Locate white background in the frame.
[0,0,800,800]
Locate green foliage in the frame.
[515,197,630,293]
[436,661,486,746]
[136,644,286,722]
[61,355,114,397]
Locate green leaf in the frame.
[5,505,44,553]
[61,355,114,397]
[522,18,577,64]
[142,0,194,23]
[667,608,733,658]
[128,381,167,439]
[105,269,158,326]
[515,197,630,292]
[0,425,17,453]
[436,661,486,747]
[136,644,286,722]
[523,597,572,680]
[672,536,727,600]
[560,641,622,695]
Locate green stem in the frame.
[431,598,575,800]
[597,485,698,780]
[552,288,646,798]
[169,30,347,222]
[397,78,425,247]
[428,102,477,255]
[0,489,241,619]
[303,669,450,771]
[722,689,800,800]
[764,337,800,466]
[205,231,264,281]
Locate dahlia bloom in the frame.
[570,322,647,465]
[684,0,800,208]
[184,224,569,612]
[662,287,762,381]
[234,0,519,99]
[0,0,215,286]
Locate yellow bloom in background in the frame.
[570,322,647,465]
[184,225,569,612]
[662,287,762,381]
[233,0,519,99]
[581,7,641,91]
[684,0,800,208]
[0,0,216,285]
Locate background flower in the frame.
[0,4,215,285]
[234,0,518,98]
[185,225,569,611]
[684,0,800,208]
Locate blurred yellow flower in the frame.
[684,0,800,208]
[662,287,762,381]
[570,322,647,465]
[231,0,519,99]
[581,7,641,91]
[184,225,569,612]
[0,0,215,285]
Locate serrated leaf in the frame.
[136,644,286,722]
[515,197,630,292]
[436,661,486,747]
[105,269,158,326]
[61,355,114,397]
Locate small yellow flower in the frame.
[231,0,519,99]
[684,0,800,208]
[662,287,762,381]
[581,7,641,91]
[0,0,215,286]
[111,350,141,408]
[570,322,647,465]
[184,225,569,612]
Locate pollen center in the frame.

|---|

EXERCISE PROMPT |
Could you revise all the entries above so that "in the frame" becomes "in the image" everywhere and nothing else changes?

SOLVED EXERCISE |
Locate white background in the image.
[0,0,800,800]
Locate green foliage in the image.
[515,197,630,293]
[436,661,486,746]
[136,644,286,722]
[61,355,114,397]
Locate green leaf in the image.
[5,505,44,553]
[61,355,114,397]
[522,18,577,64]
[142,0,194,23]
[667,608,733,658]
[128,381,167,439]
[105,269,158,326]
[515,197,630,292]
[0,425,17,453]
[436,661,486,747]
[136,644,286,722]
[523,597,572,680]
[672,536,727,600]
[560,641,622,695]
Locate green stem in the image.
[431,598,575,800]
[597,485,698,780]
[552,288,646,798]
[169,30,347,222]
[397,78,425,247]
[428,102,477,255]
[0,489,241,619]
[303,669,450,771]
[722,689,800,800]
[764,337,800,466]
[205,231,264,281]
Locate dahlia bloom in the image.
[570,322,647,465]
[684,0,800,208]
[184,224,569,612]
[662,287,762,381]
[234,0,519,99]
[0,0,215,286]
Locate yellow bloom in background in the image.
[570,322,647,465]
[184,225,569,612]
[662,287,762,381]
[233,0,519,99]
[581,7,641,91]
[684,0,800,208]
[0,0,216,285]
Locate background flower in the image.
[0,4,215,285]
[234,0,518,98]
[185,225,569,611]
[684,0,800,208]
Locate blurred yellow flower in the image.
[684,0,800,208]
[662,287,762,381]
[570,322,647,465]
[231,0,519,99]
[581,7,641,91]
[184,225,569,612]
[0,0,215,285]
Locate serrated leaf in the image.
[136,644,286,722]
[515,197,630,292]
[436,661,486,747]
[105,269,158,326]
[61,355,114,397]
Locate small yellow flower in the image.
[231,0,519,99]
[684,0,800,208]
[662,287,762,381]
[581,7,641,91]
[0,0,215,286]
[111,350,141,408]
[570,322,647,465]
[184,225,569,612]
Locate pollen center in the image.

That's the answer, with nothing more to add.